> **DO THIS**
Please retype the records below exactly, leaving out any pictures.

> **Items from a data source**
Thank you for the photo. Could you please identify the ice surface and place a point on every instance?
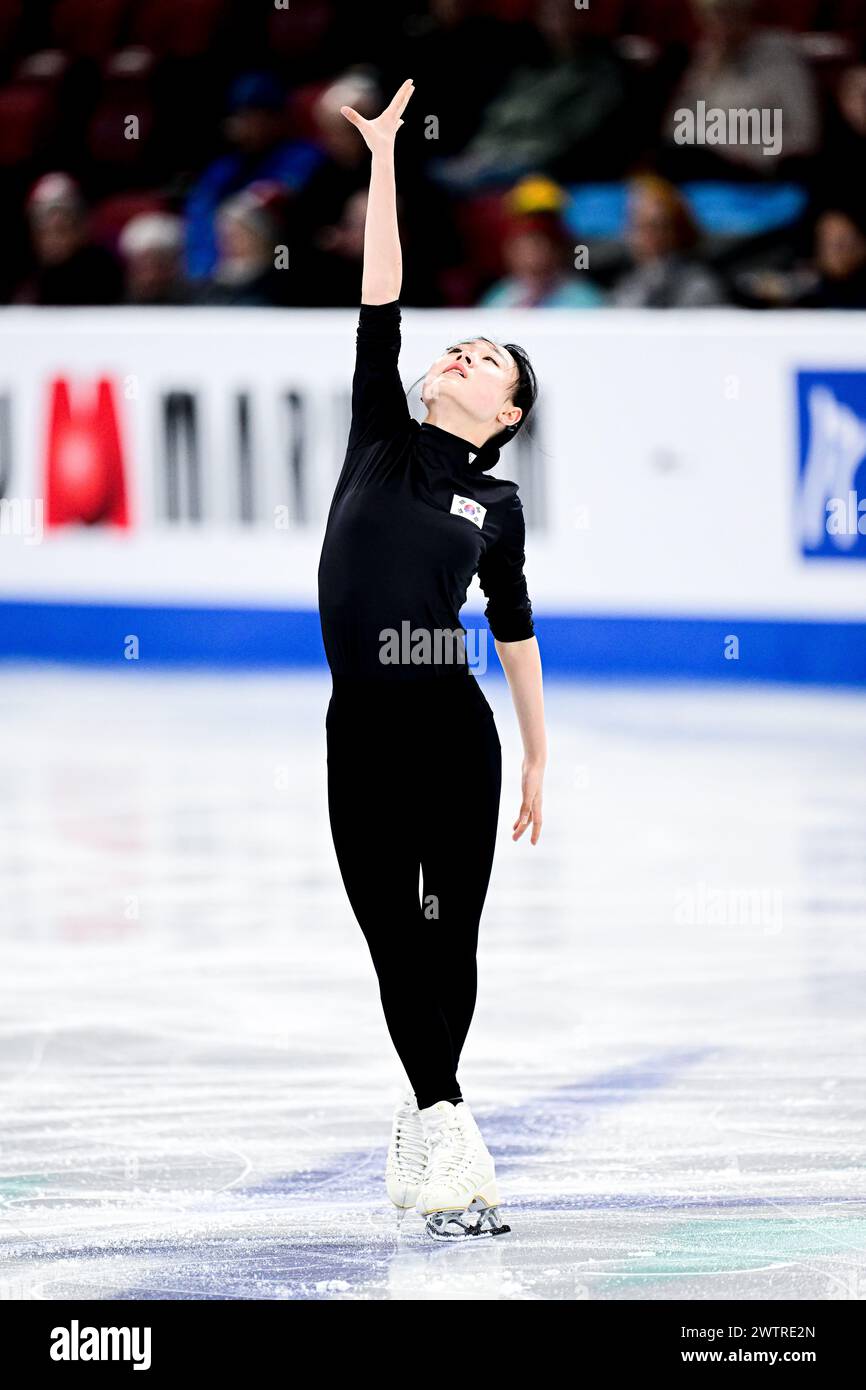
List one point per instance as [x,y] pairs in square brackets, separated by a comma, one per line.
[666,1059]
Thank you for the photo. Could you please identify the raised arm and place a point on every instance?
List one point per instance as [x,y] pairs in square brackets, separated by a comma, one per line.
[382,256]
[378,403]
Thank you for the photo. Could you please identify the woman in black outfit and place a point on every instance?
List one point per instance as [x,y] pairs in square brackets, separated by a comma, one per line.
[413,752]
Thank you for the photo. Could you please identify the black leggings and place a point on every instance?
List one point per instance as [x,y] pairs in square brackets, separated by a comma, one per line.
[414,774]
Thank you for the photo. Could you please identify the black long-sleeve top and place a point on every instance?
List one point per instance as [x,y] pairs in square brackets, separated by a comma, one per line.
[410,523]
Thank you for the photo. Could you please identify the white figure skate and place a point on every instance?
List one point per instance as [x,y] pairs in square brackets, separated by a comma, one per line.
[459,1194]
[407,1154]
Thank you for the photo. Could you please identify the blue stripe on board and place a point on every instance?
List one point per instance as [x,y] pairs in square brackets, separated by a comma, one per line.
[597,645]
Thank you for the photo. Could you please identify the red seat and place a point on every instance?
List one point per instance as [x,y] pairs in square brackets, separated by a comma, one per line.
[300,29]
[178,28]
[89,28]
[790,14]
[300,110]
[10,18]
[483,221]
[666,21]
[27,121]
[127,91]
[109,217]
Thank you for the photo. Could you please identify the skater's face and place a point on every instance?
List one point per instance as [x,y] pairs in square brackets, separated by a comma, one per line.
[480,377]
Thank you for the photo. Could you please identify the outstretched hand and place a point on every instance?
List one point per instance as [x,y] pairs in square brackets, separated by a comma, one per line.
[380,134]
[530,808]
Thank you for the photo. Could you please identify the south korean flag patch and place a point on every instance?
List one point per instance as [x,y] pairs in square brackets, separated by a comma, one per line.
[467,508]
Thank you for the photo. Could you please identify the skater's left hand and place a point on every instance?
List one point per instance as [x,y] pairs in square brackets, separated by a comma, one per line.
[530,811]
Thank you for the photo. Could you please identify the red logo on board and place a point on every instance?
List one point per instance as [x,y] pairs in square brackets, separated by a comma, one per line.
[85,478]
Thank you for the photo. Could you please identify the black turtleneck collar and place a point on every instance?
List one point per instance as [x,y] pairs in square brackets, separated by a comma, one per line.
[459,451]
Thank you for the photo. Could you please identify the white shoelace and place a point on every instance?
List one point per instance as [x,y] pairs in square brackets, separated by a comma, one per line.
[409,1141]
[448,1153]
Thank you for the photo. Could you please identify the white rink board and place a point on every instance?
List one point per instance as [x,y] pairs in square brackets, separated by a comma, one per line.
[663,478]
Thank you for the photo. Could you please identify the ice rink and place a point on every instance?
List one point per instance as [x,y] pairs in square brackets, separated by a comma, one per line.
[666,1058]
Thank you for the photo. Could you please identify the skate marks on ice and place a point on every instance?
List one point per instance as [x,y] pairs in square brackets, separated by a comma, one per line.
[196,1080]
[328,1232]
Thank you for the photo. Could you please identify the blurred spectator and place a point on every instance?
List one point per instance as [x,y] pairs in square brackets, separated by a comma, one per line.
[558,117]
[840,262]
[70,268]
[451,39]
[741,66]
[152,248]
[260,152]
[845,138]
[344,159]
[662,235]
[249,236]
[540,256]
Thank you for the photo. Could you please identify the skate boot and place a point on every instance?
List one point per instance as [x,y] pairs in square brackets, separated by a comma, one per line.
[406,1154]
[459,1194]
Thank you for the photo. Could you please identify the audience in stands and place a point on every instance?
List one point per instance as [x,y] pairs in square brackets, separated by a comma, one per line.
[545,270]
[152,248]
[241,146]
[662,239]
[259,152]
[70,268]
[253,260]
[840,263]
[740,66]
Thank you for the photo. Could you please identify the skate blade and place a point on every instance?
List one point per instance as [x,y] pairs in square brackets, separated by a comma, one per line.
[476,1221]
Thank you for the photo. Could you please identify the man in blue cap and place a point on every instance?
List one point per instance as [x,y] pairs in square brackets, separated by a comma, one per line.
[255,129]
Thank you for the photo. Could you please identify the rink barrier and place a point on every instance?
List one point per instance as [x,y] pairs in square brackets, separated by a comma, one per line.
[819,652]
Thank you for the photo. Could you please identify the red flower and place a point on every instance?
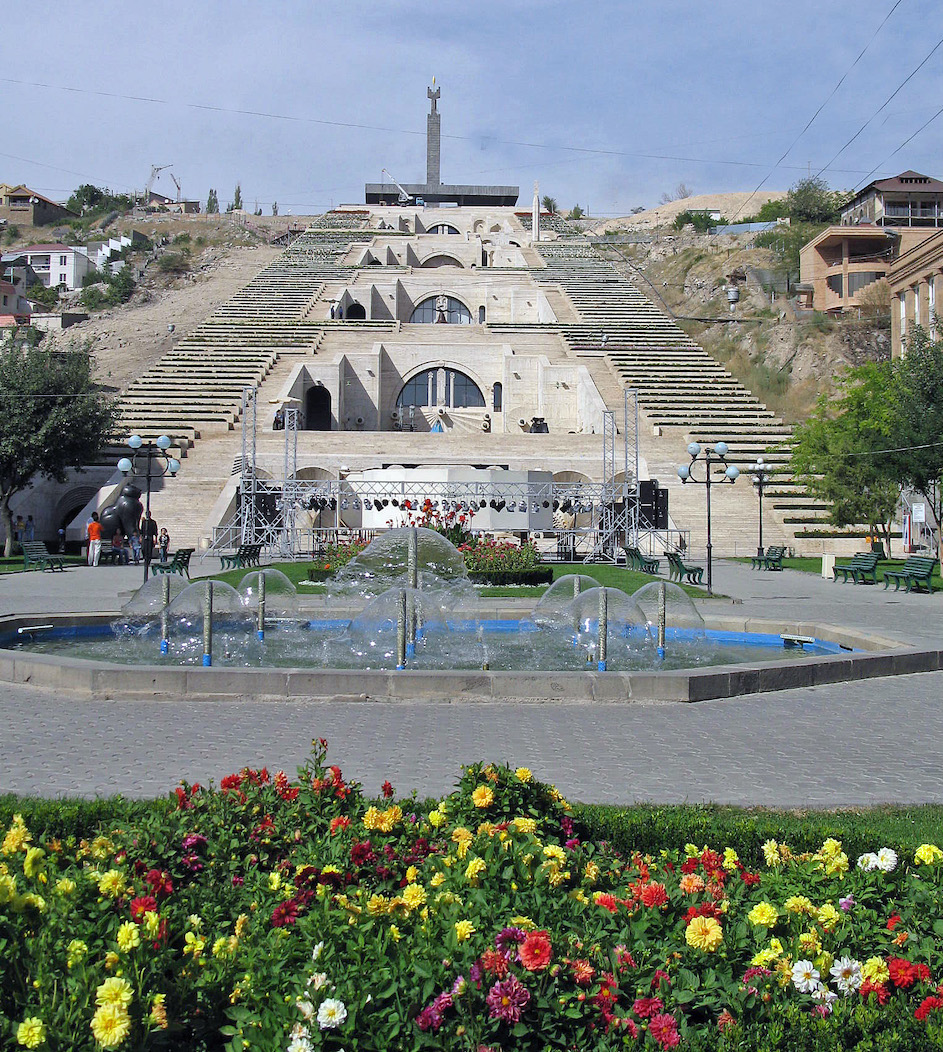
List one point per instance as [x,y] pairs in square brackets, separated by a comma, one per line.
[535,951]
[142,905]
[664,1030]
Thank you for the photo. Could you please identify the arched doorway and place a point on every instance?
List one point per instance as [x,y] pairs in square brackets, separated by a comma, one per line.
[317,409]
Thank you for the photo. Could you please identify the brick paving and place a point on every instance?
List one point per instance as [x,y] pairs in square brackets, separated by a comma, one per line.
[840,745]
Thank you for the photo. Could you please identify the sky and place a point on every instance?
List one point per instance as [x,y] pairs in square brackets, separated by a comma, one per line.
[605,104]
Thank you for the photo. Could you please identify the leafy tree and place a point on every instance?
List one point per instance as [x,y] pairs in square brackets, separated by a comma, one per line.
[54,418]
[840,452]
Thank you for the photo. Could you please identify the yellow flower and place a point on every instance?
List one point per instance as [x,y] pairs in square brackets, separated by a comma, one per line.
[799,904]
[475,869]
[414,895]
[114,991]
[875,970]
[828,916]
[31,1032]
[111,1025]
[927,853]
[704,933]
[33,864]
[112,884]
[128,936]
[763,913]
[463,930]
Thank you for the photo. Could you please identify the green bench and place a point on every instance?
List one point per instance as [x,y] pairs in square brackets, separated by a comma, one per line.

> **COMPLETED EXERCISE**
Thank you for the photo. Could you please identify the ice surface and place a point on every instance?
List one point per instance as [x,y] pairs in square brackets, separated by a comma, one per line.
[666,1059]
Thank you for the photo. Could you please identify the raised arm and place a point on every instance?
List one point per instance as [x,y] pairs in square brackets, separated by a comma, one per line.
[382,256]
[378,403]
Thank you for the photo. Could you please identify the woman in black outfit and place a point on every instance?
List one point per instance as [x,y] pairs in square brackets, separated by a comma, one per line.
[413,752]
Thank you for the photo. Could you please identify the black leggings and place a point on every instance?
List one point per instance as [x,y] pairs in square brackets, separated by a comma, one per line.
[414,774]
Thank you for the photo. Could you please identify the black long-sleeve top and place a point on every instance?
List one point per instance as [x,y] pairs in square brackets, separated by a comma, one per line.
[410,523]
Thank you for the photo. Could you please identify the white figure skate and place a point on every instance?
List one point per instance as [x,y] pairs in square brackets, separated by a comma, one per line.
[459,1194]
[407,1154]
Thank you for the photo. Could you please identify the blue stripe on board and place a point on every instance?
List one point per instance as [x,y] pairs in square brackets, separated by a comma, one per line.
[597,645]
Thank you for the photo. Could you please identify the red seat and place a point on every instance?
List one point per instance as [x,y] pairs in square brackets, separated by a comma, one per line.
[300,29]
[178,28]
[89,28]
[790,14]
[300,110]
[10,18]
[483,221]
[666,21]
[27,121]
[127,91]
[109,217]
Thank you for the photo. Could you please identify the skater's face and place a point on every instance?
List one point per instance as [x,y] pairs in square brackets, separated by a comma, one per line.
[480,377]
Thank you for the photo. Could you please identify the outstretched hand and place a point on every instance?
List one point per instance as [x,y] pairs in square brackets, separated by a comma, one per line.
[380,134]
[530,808]
Thank you for the photo. Could you please identify the south korean flag patch and place a point on every instance?
List one point per instance as [x,y] pairs in square brackets, separated by a comma, one per line.
[467,508]
Thank you for the photo. Could you please identify the skater's left hand and place a point on every instance?
List one point per instance as [x,y] pairs in square brackets, separated by a comma, one per line.
[530,811]
Thank you for the photo. Could you please identify the red logo on board and place a point on every instance?
List one point per instance as [x,y] pairs in square brackets, separated by a comma, one per line.
[85,478]
Thank you for the photo. Could you please identify the black turtleneck collar and place a point on every instance?
List one point per instance as [x,y] pairs in square brackets, separated by a comma, one per line.
[459,451]
Thank you for the photo. Could you please identify the white shoelace and place a point on every instance?
List one point per instance as [x,y] pairs in square brackets, separated by a comma, one per line.
[409,1141]
[448,1153]
Thank you for the photo. Could you please identify the white rink board and place a point on every instance?
List one point per instance as [x,y] pairs in square brackets, separated by a comma, one per line.
[663,478]
Thank you for the photo. Could you please identify the ice rink and place a point on every instance?
List one point per instance as [x,y] pairs in square brackets, separated by a comma, one per line.
[666,1058]
Thank you for the photo. Could you please identify the skate marks on ice and place a point on every instance?
List one point per instance as [x,y] pairs in square brackets, separated by a comma, one per line.
[196,1080]
[328,1232]
Thank you for the photo. Could you please identify the blurred spectator and place a point on every instance?
List one point per instance as [x,y] pairs in square brackets, separated by a comma, one per line.
[558,117]
[840,262]
[70,268]
[451,39]
[741,66]
[152,248]
[260,152]
[845,138]
[344,159]
[662,235]
[249,236]
[540,256]
Thank you for the photo. Could you please identify the skate boot and place a point on every instance?
List one point per instance as [x,y] pairs in square brackets, separated by a comma, one per line.
[406,1154]
[459,1194]
Thank you for the photo. Could you please identify the audience in stands and place a point on every instance?
List one point per instance as [x,y] pairs in square brackets, separated by a comma, one per line.
[545,270]
[152,248]
[241,146]
[662,239]
[259,152]
[70,268]
[253,260]
[840,263]
[740,66]
Thank you for the photo. Could you please identify the skate blade and place a point on every instance?
List one point per instance as [x,y] pairs in square brackets, separated by a comma, one per line.
[476,1221]
Thank you for the photo. Could you please identify the man in blue cap and place a point on every instance?
List one point per instance as [x,y] pairs in square brackets, separated by a comma, one per line.
[255,129]
Thank you for the photo. Could you please identify the rink barrier and place a point on every instance?
List one point per instance as [x,y] pairs in square brackets, separated by a comma, one per line.
[819,652]
Thank you for the photo. Could you please identify the red flower and place a point on every instance?
List one point per instance as [x,y] pairs in square brackets, separated by a comma, one per line.
[535,951]
[142,905]
[664,1030]
Thank you for the photo. Could you please identify the arched doorway and place a point on every instance?
List one point per instance as [x,y] pairs in square brackets, separated by a comma, one per line.
[317,409]
Thank you for the photo. Could you please identify the brick paving and place a point on every instance?
List one point per instance as [x,y] pairs in square brackets, separated by a comma, one per line.
[840,745]
Thank you for the photo. Could you please identify the sky and place a point on every instance?
List one point per instance as [x,y] pairs in square brackets, separated by a comma, one per line.
[605,104]
Thank you for the photo. Could you please identify the leafy tree and place a point on every instance?
List one point per instance as [x,y] pairs in square brackets, separated by a comma, one per line.
[54,418]
[840,452]
Thank you for the photo. Could you please identify the yellow flower and place a point on every instance?
List one point per instance as [x,y] pairs in square brackets, separated by a comma, one per line.
[799,904]
[475,869]
[414,895]
[114,991]
[875,970]
[828,916]
[31,1032]
[111,1025]
[927,853]
[704,933]
[33,864]
[112,884]
[128,936]
[763,913]
[463,930]
Thank you for the photo. Could you please identify the green bench and place a point on every instance?
List one point per instance as [x,y] pairs in square brackets, separated by a comma, one per line.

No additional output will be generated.